Task objective:
I'd like an exact copy of only the lines from the start of the listing below through the line that holds "positive clicks: (355, 141) (366, 140)". Please keep the pictures out.

-- Opening Marker --

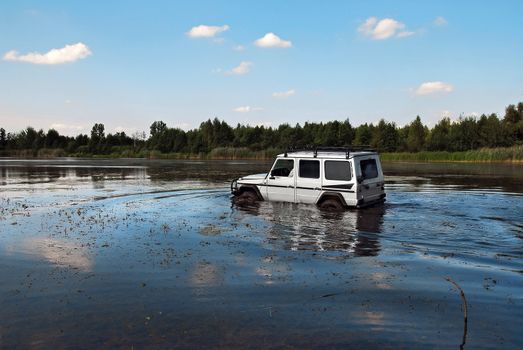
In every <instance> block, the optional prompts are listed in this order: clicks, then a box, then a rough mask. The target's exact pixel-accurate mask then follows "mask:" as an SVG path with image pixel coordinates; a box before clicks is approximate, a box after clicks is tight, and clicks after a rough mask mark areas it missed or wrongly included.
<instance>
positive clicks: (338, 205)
mask: <svg viewBox="0 0 523 350" xmlns="http://www.w3.org/2000/svg"><path fill="white" fill-rule="evenodd" d="M318 206H319V207H320V209H322V210H327V211H342V210H343V209H345V207H344V206H343V204H341V202H340V201H339V200H337V199H334V198H327V199H325V200H324V201H323V202H321V203H320V204H318Z"/></svg>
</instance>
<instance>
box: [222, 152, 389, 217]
mask: <svg viewBox="0 0 523 350" xmlns="http://www.w3.org/2000/svg"><path fill="white" fill-rule="evenodd" d="M231 192H232V194H233V195H234V196H235V200H236V201H237V202H238V203H245V202H249V203H250V202H253V201H262V200H269V201H281V202H291V203H309V204H316V205H318V206H319V207H320V208H322V209H334V210H340V209H343V208H346V207H357V208H362V207H366V206H369V205H373V204H376V203H380V202H383V201H385V196H386V194H385V187H384V179H383V171H382V169H381V163H380V159H379V156H378V153H377V152H376V151H375V150H374V149H371V148H367V147H347V148H345V147H319V148H315V149H312V150H311V149H302V150H289V151H286V152H285V153H282V154H279V155H278V156H277V157H276V160H275V161H274V164H273V165H272V168H271V170H270V172H269V173H267V174H256V175H248V176H244V177H241V178H239V179H236V180H233V181H232V183H231Z"/></svg>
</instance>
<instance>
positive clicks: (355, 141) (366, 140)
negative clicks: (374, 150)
mask: <svg viewBox="0 0 523 350" xmlns="http://www.w3.org/2000/svg"><path fill="white" fill-rule="evenodd" d="M372 129H373V125H372V124H370V126H369V125H368V124H367V123H365V124H362V125H360V126H358V127H357V128H356V132H355V137H354V144H355V145H370V144H371V142H372Z"/></svg>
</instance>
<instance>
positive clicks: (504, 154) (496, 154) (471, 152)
mask: <svg viewBox="0 0 523 350" xmlns="http://www.w3.org/2000/svg"><path fill="white" fill-rule="evenodd" d="M381 159H382V160H389V161H413V162H477V163H481V162H513V163H518V162H523V145H518V146H512V147H499V148H480V149H477V150H471V151H464V152H428V151H423V152H417V153H407V152H404V153H403V152H402V153H382V154H381Z"/></svg>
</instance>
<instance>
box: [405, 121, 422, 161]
mask: <svg viewBox="0 0 523 350" xmlns="http://www.w3.org/2000/svg"><path fill="white" fill-rule="evenodd" d="M408 130H409V131H408V136H407V148H408V150H409V152H419V151H421V150H422V149H423V147H424V146H425V136H426V135H425V127H424V126H423V124H422V123H421V118H420V117H419V115H418V116H417V117H416V119H414V121H413V122H412V123H410V125H409V129H408Z"/></svg>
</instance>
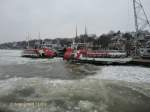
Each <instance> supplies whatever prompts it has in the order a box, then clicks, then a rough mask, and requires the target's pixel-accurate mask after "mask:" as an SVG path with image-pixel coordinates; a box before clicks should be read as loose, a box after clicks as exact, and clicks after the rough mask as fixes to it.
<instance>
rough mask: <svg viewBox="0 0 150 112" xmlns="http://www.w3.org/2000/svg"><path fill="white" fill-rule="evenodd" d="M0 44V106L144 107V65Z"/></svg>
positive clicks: (55, 107)
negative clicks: (34, 58) (105, 60)
mask: <svg viewBox="0 0 150 112" xmlns="http://www.w3.org/2000/svg"><path fill="white" fill-rule="evenodd" d="M20 53H21V51H16V50H0V54H1V55H0V112H150V68H148V67H142V66H95V65H89V64H70V63H67V62H64V61H63V60H62V59H61V58H53V59H29V58H22V57H20Z"/></svg>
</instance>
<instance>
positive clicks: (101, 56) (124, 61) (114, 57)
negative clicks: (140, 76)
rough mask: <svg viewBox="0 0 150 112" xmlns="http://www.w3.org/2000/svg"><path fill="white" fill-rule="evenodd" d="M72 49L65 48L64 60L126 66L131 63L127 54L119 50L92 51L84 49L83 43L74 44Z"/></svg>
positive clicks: (130, 60) (99, 50)
mask: <svg viewBox="0 0 150 112" xmlns="http://www.w3.org/2000/svg"><path fill="white" fill-rule="evenodd" d="M76 45H77V46H76V47H75V48H77V49H73V48H67V50H66V52H65V55H64V60H68V61H72V62H83V63H92V64H126V63H129V62H131V61H132V58H131V57H128V56H127V53H126V52H124V51H120V50H92V49H88V48H84V47H83V46H85V44H84V43H79V44H76Z"/></svg>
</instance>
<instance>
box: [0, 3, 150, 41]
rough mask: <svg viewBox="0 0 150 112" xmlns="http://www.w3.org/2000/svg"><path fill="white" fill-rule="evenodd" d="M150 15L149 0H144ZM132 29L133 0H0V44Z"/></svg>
mask: <svg viewBox="0 0 150 112" xmlns="http://www.w3.org/2000/svg"><path fill="white" fill-rule="evenodd" d="M141 1H142V3H143V5H144V7H145V11H146V13H147V15H148V17H150V0H141ZM76 25H77V26H78V33H79V34H80V33H84V27H85V25H86V26H87V29H88V33H90V34H97V35H100V34H102V33H107V32H109V31H110V30H114V31H118V30H121V31H123V32H124V31H133V30H134V18H133V7H132V0H0V43H2V42H10V41H20V40H25V39H26V32H30V33H31V34H32V35H31V36H32V38H38V37H36V35H38V32H40V33H41V38H55V37H67V38H69V37H73V36H74V35H75V26H76Z"/></svg>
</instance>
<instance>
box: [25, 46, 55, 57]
mask: <svg viewBox="0 0 150 112" xmlns="http://www.w3.org/2000/svg"><path fill="white" fill-rule="evenodd" d="M55 56H56V53H55V52H54V51H53V50H51V49H49V48H36V49H24V50H23V52H22V57H29V58H53V57H55Z"/></svg>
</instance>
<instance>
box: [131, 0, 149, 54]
mask: <svg viewBox="0 0 150 112" xmlns="http://www.w3.org/2000/svg"><path fill="white" fill-rule="evenodd" d="M133 9H134V22H135V30H136V32H135V56H138V55H139V53H138V49H139V46H138V40H139V39H140V36H141V33H142V31H144V30H146V28H149V29H150V22H149V20H148V17H147V15H146V13H145V10H144V7H143V5H142V3H141V0H133Z"/></svg>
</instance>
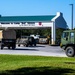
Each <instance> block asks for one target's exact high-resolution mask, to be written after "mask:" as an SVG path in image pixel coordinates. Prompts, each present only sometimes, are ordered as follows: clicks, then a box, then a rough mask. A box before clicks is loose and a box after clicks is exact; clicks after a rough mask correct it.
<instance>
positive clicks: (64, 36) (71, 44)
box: [60, 30, 75, 57]
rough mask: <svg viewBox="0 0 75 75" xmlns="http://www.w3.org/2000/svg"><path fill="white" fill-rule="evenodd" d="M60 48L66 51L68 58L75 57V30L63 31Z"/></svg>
mask: <svg viewBox="0 0 75 75" xmlns="http://www.w3.org/2000/svg"><path fill="white" fill-rule="evenodd" d="M60 47H61V48H63V49H64V50H65V53H66V55H67V56H68V57H74V56H75V30H65V31H63V34H62V36H61V44H60Z"/></svg>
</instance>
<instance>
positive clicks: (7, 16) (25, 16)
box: [0, 15, 55, 22]
mask: <svg viewBox="0 0 75 75" xmlns="http://www.w3.org/2000/svg"><path fill="white" fill-rule="evenodd" d="M54 17H55V15H44V16H0V22H10V21H11V22H12V21H14V22H15V21H16V22H17V21H18V22H19V21H26V22H35V21H51V19H52V18H54Z"/></svg>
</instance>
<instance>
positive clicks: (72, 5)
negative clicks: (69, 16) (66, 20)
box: [70, 4, 73, 29]
mask: <svg viewBox="0 0 75 75" xmlns="http://www.w3.org/2000/svg"><path fill="white" fill-rule="evenodd" d="M70 5H71V6H72V16H71V17H72V18H71V25H72V29H73V4H70Z"/></svg>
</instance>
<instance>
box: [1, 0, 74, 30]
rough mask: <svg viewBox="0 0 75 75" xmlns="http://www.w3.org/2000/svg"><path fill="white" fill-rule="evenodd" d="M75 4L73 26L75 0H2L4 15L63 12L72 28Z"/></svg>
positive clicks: (25, 15) (11, 15) (19, 14)
mask: <svg viewBox="0 0 75 75" xmlns="http://www.w3.org/2000/svg"><path fill="white" fill-rule="evenodd" d="M70 4H73V5H74V6H73V7H74V9H73V10H74V11H73V12H74V14H73V27H74V28H75V0H0V15H2V16H32V15H33V16H34V15H37V16H38V15H56V13H57V12H62V13H63V17H64V19H65V20H66V22H67V25H68V26H69V28H70V29H71V15H72V11H71V10H72V6H71V5H70Z"/></svg>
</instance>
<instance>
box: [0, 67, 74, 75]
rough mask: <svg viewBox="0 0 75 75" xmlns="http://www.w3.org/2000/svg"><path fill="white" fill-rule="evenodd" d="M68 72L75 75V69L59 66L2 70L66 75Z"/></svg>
mask: <svg viewBox="0 0 75 75" xmlns="http://www.w3.org/2000/svg"><path fill="white" fill-rule="evenodd" d="M68 73H69V74H70V75H72V73H73V74H74V75H75V70H72V69H67V68H59V67H57V68H54V67H33V68H32V67H24V68H19V69H16V70H6V71H4V72H0V75H64V74H68Z"/></svg>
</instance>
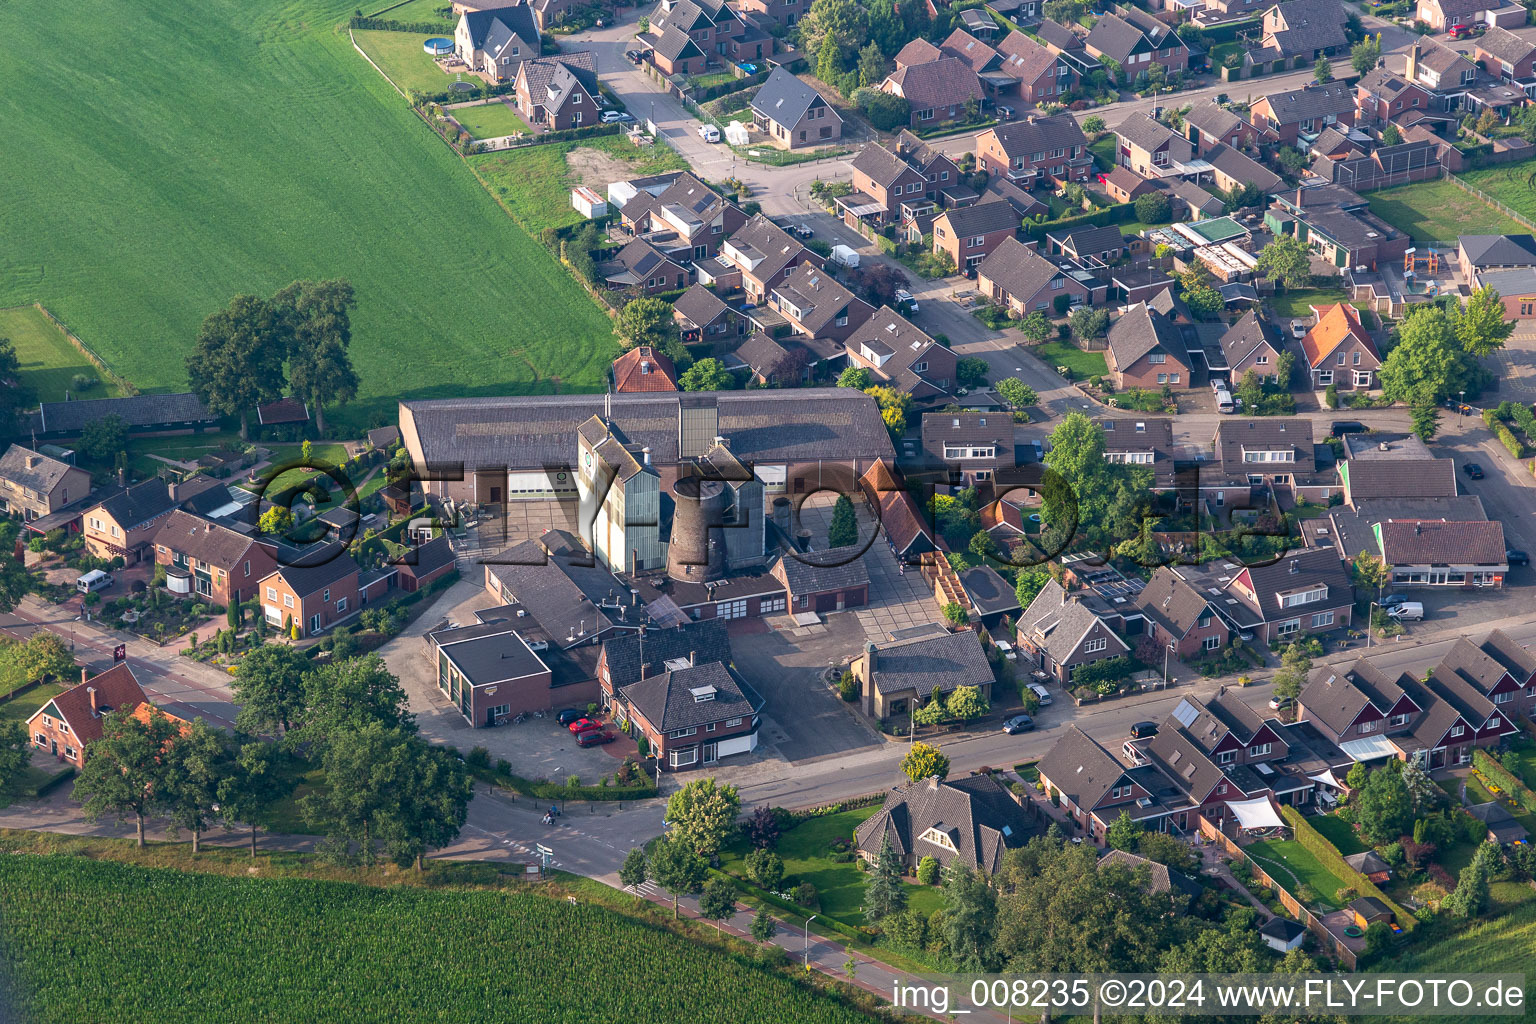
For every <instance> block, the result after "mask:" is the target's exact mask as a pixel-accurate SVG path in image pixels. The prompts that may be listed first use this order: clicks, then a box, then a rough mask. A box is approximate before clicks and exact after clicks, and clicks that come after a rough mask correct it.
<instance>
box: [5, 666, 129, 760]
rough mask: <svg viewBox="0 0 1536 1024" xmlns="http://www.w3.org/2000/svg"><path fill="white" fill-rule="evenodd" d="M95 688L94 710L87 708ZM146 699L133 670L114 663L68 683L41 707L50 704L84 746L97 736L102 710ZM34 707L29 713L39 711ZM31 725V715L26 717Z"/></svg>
mask: <svg viewBox="0 0 1536 1024" xmlns="http://www.w3.org/2000/svg"><path fill="white" fill-rule="evenodd" d="M92 689H94V691H95V702H97V714H92V711H91V691H92ZM147 702H149V699H147V697H144V689H143V688H141V686H140V685H138V680H137V679H134V671H132V669H131V668H129V666H127V663H123V665H114V666H112V668H109V669H108V671H104V672H101V674H100V676H94V677H91V679H88V680H86V682H83V683H80V685H78V686H72V688H69V689H66V691H65V692H61V694H58V695H57V697H54V699H52V700H51V702H48V703H46V705H43V711H46V709H48V708H52V709H54V711H55V712H57V717H60V718H63V720H65V723H66V725H69V731H71V732H74V734H75V737H77V738H78V740H80V746H81V748H84V746H86V745H88V743H91V742H92V740H100V738H101V718H100V714H104V712H106V711H120V709H124V708H129V709H132V708H137V706H138V705H143V703H147ZM43 711H38V712H37V714H34V715H32V718H35V717H37V715H40V714H43ZM28 725H31V718H29V720H28Z"/></svg>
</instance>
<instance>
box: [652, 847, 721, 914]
mask: <svg viewBox="0 0 1536 1024" xmlns="http://www.w3.org/2000/svg"><path fill="white" fill-rule="evenodd" d="M708 870H710V866H708V864H707V863H705V860H703V858H702V857H699V855H697V854H694V852H693V846H691V844H690V843H688V840H687V838H684V837H680V835H667V837H662V838H660V840H657V841H656V844H654V846H653V847H651V860H650V875H651V881H654V883H656V884H657V886H660V887H662V889H665V890H667V892H670V894H673V918H674V920H676V918H677V901H679V900H680V898H682V897H687V895H693V894H694V892H699V887H700V886H702V884H703V878H705V875H707V874H708Z"/></svg>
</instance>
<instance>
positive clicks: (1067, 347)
mask: <svg viewBox="0 0 1536 1024" xmlns="http://www.w3.org/2000/svg"><path fill="white" fill-rule="evenodd" d="M1025 352H1028V353H1029V355H1032V356H1035V358H1037V359H1040V361H1041V362H1044V364H1046V365H1048V367H1051V368H1052V370H1055V368H1057V367H1068V368H1069V370H1072V376H1074V379H1078V381H1086V379H1087V378H1094V376H1104V375H1106V373H1109V367H1107V365H1106V364H1104V353H1103V352H1083V350H1081V348H1078V347H1077V345H1074V344H1072V342H1069V341H1048V342H1044V344H1043V345H1026V347H1025Z"/></svg>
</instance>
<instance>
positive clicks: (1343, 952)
mask: <svg viewBox="0 0 1536 1024" xmlns="http://www.w3.org/2000/svg"><path fill="white" fill-rule="evenodd" d="M1197 818H1198V820H1200V834H1201V835H1204V837H1206V838H1207V840H1209V841H1212V843H1215V844H1217V846H1220V847H1221V849H1224V851H1226V852H1227V854H1230V855H1232V857H1235V858H1236V863H1238V864H1241V866H1244V867H1247V869H1250V870H1252V874H1253V877H1255V878H1258V880H1260V883H1261V884H1264V886H1266V887H1269V889H1273V890H1275V898H1276V900H1279V906H1283V907H1286V913H1289V915H1290V917H1293V918H1296V920H1298V921H1301V924H1303V926H1304V927H1306V929H1307V930H1309V932H1312V933H1313V935H1315V936H1316V938H1318V943H1321V944H1322V947H1324V949H1332V950H1333V953H1335V955H1336V956H1338V958H1339V963H1342V964H1344V966H1347V967H1349V969H1350V970H1355V966H1356V963H1358V961H1356V958H1355V950H1352V949H1350V947H1349V946H1346V944H1344V941H1342V940H1341V938H1338V936H1336V935H1335V933H1333V932H1330V930H1329V927H1327V926H1326V924H1324V923H1322V920H1321V918H1319V917H1318V915H1315V913H1313V912H1312V910H1309V909H1307V907H1306V906H1304V904H1303V903H1301V901H1299V900H1296V897H1293V895H1290V890H1289V889H1286V886H1283V884H1279V880H1276V878H1275V877H1273V875H1270V874H1269V872H1267V870H1264V866H1263V864H1260V863H1258V861H1255V860H1253V858H1252V857H1249V855H1247V854H1246V852H1244V851H1243V847H1241V846H1238V844H1236V840H1233V838H1232V837H1230V835H1227V834H1226V832H1223V831H1221V829H1218V827H1217V826H1215V824H1212V823H1210V820H1209V818H1206V817H1204V815H1197Z"/></svg>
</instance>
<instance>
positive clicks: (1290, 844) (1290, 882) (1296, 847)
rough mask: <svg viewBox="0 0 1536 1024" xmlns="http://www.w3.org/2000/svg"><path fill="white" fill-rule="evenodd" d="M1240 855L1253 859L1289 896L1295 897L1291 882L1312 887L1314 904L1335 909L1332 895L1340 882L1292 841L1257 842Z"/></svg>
mask: <svg viewBox="0 0 1536 1024" xmlns="http://www.w3.org/2000/svg"><path fill="white" fill-rule="evenodd" d="M1244 852H1246V854H1247V855H1249V857H1252V858H1253V860H1256V861H1258V863H1260V866H1261V867H1263V869H1264V870H1267V872H1269V874H1270V877H1272V878H1275V881H1278V883H1279V884H1283V886H1284V887H1286V889H1287V890H1289V892H1290V895H1293V897H1298V894H1296V889H1295V887H1293V884H1292V880H1295V881H1298V883H1301V884H1307V886H1312V889H1313V890H1316V894H1318V903H1326V904H1327V906H1330V907H1336V906H1338V903H1336V901H1335V898H1333V894H1336V892H1338V890H1339V889H1342V887H1344V884H1346V883H1344V880H1342V878H1339V877H1338V875H1335V874H1333V872H1330V870H1329V869H1327V867H1324V866H1322V864H1321V863H1319V861H1318V858H1316V857H1313V855H1312V854H1310V852H1307V849H1306V847H1304V846H1303V844H1301V843H1298V841H1296V840H1261V841H1258V843H1252V844H1250V846H1247V847H1244ZM1298 898H1299V897H1298Z"/></svg>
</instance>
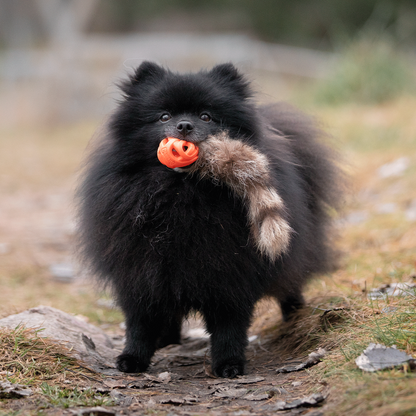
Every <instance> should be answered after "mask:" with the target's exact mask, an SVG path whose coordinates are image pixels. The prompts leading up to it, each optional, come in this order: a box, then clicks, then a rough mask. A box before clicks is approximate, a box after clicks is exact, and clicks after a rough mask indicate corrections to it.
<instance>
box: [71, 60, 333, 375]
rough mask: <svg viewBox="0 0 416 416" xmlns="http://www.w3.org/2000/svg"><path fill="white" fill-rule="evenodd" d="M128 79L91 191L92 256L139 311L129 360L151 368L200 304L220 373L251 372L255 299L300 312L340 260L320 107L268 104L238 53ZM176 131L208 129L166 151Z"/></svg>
mask: <svg viewBox="0 0 416 416" xmlns="http://www.w3.org/2000/svg"><path fill="white" fill-rule="evenodd" d="M121 88H122V91H123V92H124V98H123V100H122V101H121V102H120V104H119V106H118V109H117V110H116V112H115V113H114V114H113V115H112V117H111V119H110V121H109V123H108V125H107V131H106V135H105V137H103V138H102V140H101V142H100V144H99V146H98V147H96V148H95V150H94V151H93V152H91V155H90V157H89V159H88V161H87V165H86V172H85V177H84V180H83V183H82V185H81V187H80V189H79V192H78V197H79V214H80V215H79V217H80V227H79V234H80V248H81V252H82V256H83V259H84V260H85V261H86V262H87V264H88V265H89V267H90V269H91V271H92V272H93V273H94V274H96V275H98V276H99V278H100V280H101V281H103V282H104V283H109V284H110V285H111V287H112V289H113V291H114V294H115V297H116V299H117V302H118V304H119V305H120V307H121V308H122V310H123V312H124V314H125V317H126V325H127V334H126V338H127V339H126V346H125V349H124V351H123V354H121V355H120V356H119V357H118V360H117V365H118V368H119V369H120V370H121V371H125V372H141V371H144V370H146V368H147V367H148V366H149V364H150V360H151V358H152V356H153V354H154V352H155V350H156V348H160V347H163V346H165V345H168V344H171V343H179V342H180V331H181V323H182V320H183V318H184V317H186V316H187V315H188V314H189V313H190V311H200V312H201V314H202V316H203V318H204V321H205V324H206V328H207V331H208V332H209V333H210V334H211V356H212V369H213V371H214V373H215V374H216V375H218V376H220V377H234V376H236V375H238V374H243V373H244V365H245V347H246V345H247V329H248V327H249V325H250V319H251V316H252V311H253V308H254V305H255V303H256V302H257V301H258V300H259V299H260V298H262V297H263V296H267V295H268V296H273V297H274V298H276V299H277V301H278V302H279V304H280V306H281V309H282V312H283V317H284V318H285V319H288V317H289V316H290V315H291V314H292V313H293V312H294V311H295V310H296V309H298V308H299V307H301V306H302V304H303V298H302V294H301V290H302V286H303V285H304V282H305V281H306V280H307V279H308V278H309V277H310V276H311V275H313V274H315V273H323V272H327V271H329V270H330V269H331V268H332V266H333V259H334V252H333V250H332V241H331V239H330V232H329V230H330V213H329V211H330V210H333V208H334V207H336V205H337V201H338V194H339V192H338V182H337V178H338V169H337V167H336V163H335V162H334V160H333V157H332V152H331V151H330V150H329V149H328V148H327V147H326V146H325V145H323V144H321V143H320V142H319V139H320V137H321V136H322V133H321V132H320V131H319V129H317V128H316V126H315V124H314V123H313V121H312V120H310V119H309V118H308V117H306V116H304V115H301V114H299V113H298V112H296V111H295V110H293V109H291V108H288V107H287V106H284V105H281V104H279V105H274V106H267V107H266V106H263V107H262V106H260V107H259V106H256V105H255V104H254V103H253V102H252V99H251V91H250V88H249V85H248V82H247V81H246V80H245V79H244V78H243V77H242V76H241V75H240V73H239V72H238V71H237V70H236V69H235V67H234V66H233V65H231V64H224V65H218V66H216V67H214V68H213V69H212V70H211V71H201V72H199V73H196V74H184V75H180V74H176V73H172V72H170V71H169V70H166V69H164V68H162V67H160V66H158V65H156V64H153V63H150V62H144V63H143V64H142V65H141V66H140V67H139V68H138V69H137V70H136V71H135V73H134V74H133V75H132V76H131V77H130V79H129V80H128V81H126V82H124V83H123V84H122V86H121ZM165 137H176V138H178V139H182V140H186V141H189V142H193V143H195V144H196V145H197V146H198V147H199V151H200V154H199V158H198V160H197V161H196V162H195V163H194V164H193V165H191V166H190V167H185V168H177V169H169V168H168V167H166V166H164V165H162V164H161V163H160V162H159V160H158V159H157V156H156V153H157V149H158V145H159V143H160V142H161V141H162V140H163V139H164V138H165Z"/></svg>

-- Closing Marker --

Answer below:
In every <instance> block, the optional prompts are listed in this order: clicks, then a box, then a rough mask. The target's exact pixel-accurate mask then follows "mask:" as an SVG path with image pixel coordinates; a box before clicks is approximate, a box after clicks is tight, and clicks after a rough mask mark areas it missed or wrongly included.
<instance>
positive clicks: (338, 205)
mask: <svg viewBox="0 0 523 350" xmlns="http://www.w3.org/2000/svg"><path fill="white" fill-rule="evenodd" d="M318 206H319V207H320V209H322V210H327V211H342V210H343V209H345V207H344V206H343V204H341V202H340V201H339V200H337V199H334V198H327V199H325V200H324V201H323V202H321V203H320V204H318Z"/></svg>
</instance>
<instance>
box: [222, 152, 389, 217]
mask: <svg viewBox="0 0 523 350" xmlns="http://www.w3.org/2000/svg"><path fill="white" fill-rule="evenodd" d="M231 192H232V194H233V195H234V196H235V200H236V201H237V202H238V203H245V202H249V203H250V202H253V201H262V200H269V201H281V202H291V203H309V204H316V205H318V206H319V207H320V208H322V209H334V210H340V209H343V208H346V207H357V208H362V207H366V206H369V205H373V204H376V203H380V202H383V201H385V196H386V194H385V187H384V179H383V171H382V169H381V163H380V159H379V156H378V153H377V152H376V151H375V150H374V149H371V148H367V147H347V148H345V147H319V148H315V149H312V150H311V149H302V150H289V151H286V152H285V153H282V154H279V155H278V156H277V157H276V160H275V161H274V164H273V165H272V168H271V170H270V172H269V173H267V174H256V175H248V176H244V177H241V178H239V179H236V180H233V181H232V183H231Z"/></svg>
</instance>
<instance>
positive clicks: (355, 141) (366, 140)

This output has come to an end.